**EXERCISE AIM**
Copy out all of the lines below, putting "moth" in place of every "butterfly" and changing nothing else.

[Lines from a point labeling set]
==*==

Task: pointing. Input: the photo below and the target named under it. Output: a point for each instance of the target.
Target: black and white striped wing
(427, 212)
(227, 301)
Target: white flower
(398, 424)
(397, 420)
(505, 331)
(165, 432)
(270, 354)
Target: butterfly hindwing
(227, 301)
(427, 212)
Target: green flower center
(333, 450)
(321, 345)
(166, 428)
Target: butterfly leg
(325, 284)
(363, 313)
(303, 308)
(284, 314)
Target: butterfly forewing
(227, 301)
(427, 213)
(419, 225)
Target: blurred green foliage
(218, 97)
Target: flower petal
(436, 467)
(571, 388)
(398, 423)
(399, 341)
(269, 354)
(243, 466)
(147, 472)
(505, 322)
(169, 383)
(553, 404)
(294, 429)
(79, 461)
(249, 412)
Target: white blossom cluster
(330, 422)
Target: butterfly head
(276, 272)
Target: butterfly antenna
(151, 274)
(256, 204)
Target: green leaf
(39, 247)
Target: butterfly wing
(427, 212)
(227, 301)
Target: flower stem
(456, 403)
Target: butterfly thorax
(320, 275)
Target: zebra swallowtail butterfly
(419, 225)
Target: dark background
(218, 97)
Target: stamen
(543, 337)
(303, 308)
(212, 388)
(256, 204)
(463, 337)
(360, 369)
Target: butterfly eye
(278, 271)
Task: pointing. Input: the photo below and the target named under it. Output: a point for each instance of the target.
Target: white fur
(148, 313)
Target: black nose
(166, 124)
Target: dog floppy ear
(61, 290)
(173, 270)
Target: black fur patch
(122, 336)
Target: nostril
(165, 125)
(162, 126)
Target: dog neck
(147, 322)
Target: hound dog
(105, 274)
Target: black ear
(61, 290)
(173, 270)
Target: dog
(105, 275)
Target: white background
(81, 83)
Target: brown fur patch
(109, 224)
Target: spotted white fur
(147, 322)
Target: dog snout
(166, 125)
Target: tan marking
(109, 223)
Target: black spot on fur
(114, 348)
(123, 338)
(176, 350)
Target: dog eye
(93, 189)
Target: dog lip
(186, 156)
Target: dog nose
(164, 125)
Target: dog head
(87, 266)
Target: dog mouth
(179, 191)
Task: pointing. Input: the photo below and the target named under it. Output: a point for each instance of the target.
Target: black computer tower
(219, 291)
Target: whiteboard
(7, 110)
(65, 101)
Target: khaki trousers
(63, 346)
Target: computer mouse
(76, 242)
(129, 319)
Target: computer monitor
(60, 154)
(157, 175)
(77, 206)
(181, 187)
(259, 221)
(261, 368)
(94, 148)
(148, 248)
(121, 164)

==*==

**ANSWER**
Task: pointing. Input: the photo below and the target named under it. Output: a point for each instance of the target.
Target: black and white striped wing
(427, 212)
(227, 301)
Target: white flower
(398, 424)
(397, 420)
(505, 331)
(165, 432)
(270, 354)
Target: moth hindwing
(227, 301)
(427, 212)
Target: green flower center
(333, 450)
(321, 345)
(166, 428)
Target: moth leg
(325, 284)
(363, 313)
(303, 308)
(284, 314)
Target: moth forewing
(227, 301)
(427, 213)
(419, 225)
Target: blurred green foliage
(218, 97)
Target: flower petal
(436, 467)
(571, 388)
(398, 423)
(399, 341)
(269, 354)
(243, 466)
(147, 472)
(505, 322)
(169, 383)
(553, 404)
(294, 429)
(79, 461)
(249, 412)
Target: white blossom cluster
(330, 422)
Target: moth head
(276, 272)
Target: moth antenna
(151, 274)
(256, 204)
Target: green leaf
(39, 247)
Target: moth wing
(427, 212)
(227, 301)
Target: flower stem
(456, 403)
Target: moth thorax
(320, 275)
Target: zebra swallowtail moth
(419, 225)
Target: dark background
(218, 97)
Target: stamen
(543, 337)
(303, 308)
(212, 388)
(256, 204)
(463, 337)
(360, 369)
Target: moth eye
(278, 271)
Task: pointing. Input: the photo below and the target named under it. Output: a point for each instance of the target.
Target: white fur
(148, 313)
Target: black nose
(166, 124)
Target: dog floppy ear
(61, 290)
(173, 270)
Target: black fur patch
(122, 336)
Target: nostril
(165, 125)
(162, 126)
Target: dog neck
(147, 322)
Target: hound dog
(105, 274)
Target: black ear
(61, 290)
(173, 270)
Target: dog
(105, 275)
Target: white background
(81, 83)
Target: brown fur patch
(109, 224)
Target: spotted white fur
(147, 322)
Target: dog snout
(166, 125)
Target: tan marking
(109, 223)
Target: black spot on fur
(114, 348)
(123, 338)
(176, 350)
Target: dog eye
(93, 189)
Target: dog lip
(186, 156)
Target: dog nose
(164, 125)
Target: dog head
(87, 266)
Target: dog mouth
(179, 191)
Task: pointing. Input: the photo below and the target named under it. Output: a point for each instance of the target.
Target: black computer tower
(219, 291)
Target: whiteboard
(7, 110)
(65, 101)
Target: khaki trousers
(63, 346)
Target: computer mouse
(76, 242)
(129, 319)
Target: computer monitor
(60, 154)
(157, 175)
(77, 206)
(181, 187)
(259, 221)
(261, 368)
(94, 148)
(148, 248)
(121, 164)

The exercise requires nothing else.